→ Challenges
• a. In the court opinion on Tracy York's appeal, what did the deputy find in the cooler in the back of York's truck?
• b. Pick up the court opinion on Tracy York's appeal after its final sentence and write the next part.

→ Text shown
────────────────

October 15, 2013
State of Nebraska, appellee,
Tracy York, appellant.
NOT DESIGNATED FOR PERMANENT PUBLICATION
Appeal from the District Court for Scotts Bluff County, Randall L. Liipstreu, Judge, on appeal thereto from the County Court for Scotts Bluff County, Kristen D. Mickey, Judge.
Bell Island, of Island & Huff, P.C., L.L.O., for appellant.
Jon Bruning, Attorney General, and George R. Love for appellee.
Inbody, Chief Judge, and Irwin and Riedmann, Judges.
MEMORANDUM OPINION AND JUDGMENT ON APPEAL
Tracy York appeals his convictions for driving under the influence (DUI) and refusal to submit to a chemical test. On appeal, York asserts that the trial court erred in refusing to allow him to call a proffered witness, in failing to direct a verdict on the refusal charge, in failing to give a proposed jury instruction, and in denying a motion for mistrial. We find no merit to these assertions, and we affirm.
The events giving rise to this appeal occurred on or about August 20, 2011, in Scotts Bluff County, Nebraska. Elizabeth Magelby testified that on that date she was a passenger in a vehicle driven by her husband when a pickup truck rapidly approached the rear of their vehicle and appeared as if it was going to strike their vehicle. She testified that this happened more than once and that she telephoned the 911 emergency dispatch number to report an erratic driver. The truck eventually passed the Magelbys' vehicle, and they followed it. Elizabeth testified that she observed the truck drifting across the centerline--including drifting so far that all four tires crossed the centerline into the oncoming lane--and then correcting several times. She eventually observed a deputy sheriff stop the truck.
A Deputy Still testified that he responded to the 911 call. He testified that when he arrived in the area of the truck, he observed it drift off the pavement, then correct itself, and then drift into the oncoming lane of traffic, in which Still was driving. He testified that he pulled off the roadway to avoid being struck and that he then turned around and effected a traffic stop on the truck.
Upon making contact with the driver, identified as York, Still noted a strong odor of an alcoholic beverage. Still testified that York's speech was slurred, his face was flushed, and his eyes were bloodshot. Still also testified that York swayed from front to back when standing. According to Still, these indicators are consistent with intoxication.
Still then had York perform field sobriety tests. Still testified that he observed four indicators of impairment during York's performance of the "walk and turn" sobriety test, and that York failed the "one leg stand" sobriety test.
Based on all of his observations of York and York's performance on the field sobriety tests, Still formed the opinion that York had been driving under the influence, and he arrested York. Still recovered 15 full cans of beer and 1 bottle of beer in a cooler in the back of York's truck. Upon arresting York, Still transported York to the jail.
At the jail, Still read York a postarrest rights advisement form and requested York provide a breath sample. York would not provide a breath sample, and he requested that a blood test be performed. Still requested a breath sample multiple times, and York declined to provide one each time and made multiple requests for a blood test. Still advised York that he was not entitled to a blood test.
A complaint was filed in county court, charging York with DUI and refusal to submit to a chemical test.

────────────────

→ Recorded information
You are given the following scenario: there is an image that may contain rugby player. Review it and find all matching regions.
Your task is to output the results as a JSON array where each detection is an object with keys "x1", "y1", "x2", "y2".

────────────────

→ Answers in order
• a. 15 full cans of beer and 1 bottle of beer.

• b.
Prior to trial, the State objected to York's indication that he intended to call a witness who had not previously been disclosed to the State by York. York acknowledged that he had not disclosed the witness during pretrial disclosures, but asserted that he was not obligated to do so because he had not requested the identity of the State's witnesses in his own discovery requests. The county court ruled that its pretrial order requiring disclosure would "stand" and indicated that York would not be allowed to call the witness during his case in chief, although he could call the witness in "rebuttal."
The county court conducted a jury trial on the charges against York. At the conclusion of the State's case, York moved for a directed verdict on the refusal charge, arguing that the State had failed to adduce sufficient evidence to demonstrate that the breath test requested by Still was a "chemical test" for purposes of the charge. The court overruled the motion, and York proceeded to present evidence in the form of his own testimony in his own behalf.
At the conclusion of the trial, York requested a jury instruction defining "reasonable grounds" as used in Neb. Rev. Stat. § 60-6, 197(2) (Reissue 2010) as requiring probable cause that he was under the influence while he was driving. The court declined to give York's requested instruction.
During the State's rebuttal in closing arguments, the prosecuting attorney commented that York was "lucky . . . that a mini-van full of a mom and three or four kids wasn't killed." York objected, and the court sustained the objection and struck the comment. Later, after the jury was excused to deliberate, York moved for a mistrial based on the prosecutor's comment. The court denied the motion.
The jury returned verdicts of guilty on both charges. York appealed to the district court, which affirmed his convictions. This appeal followed.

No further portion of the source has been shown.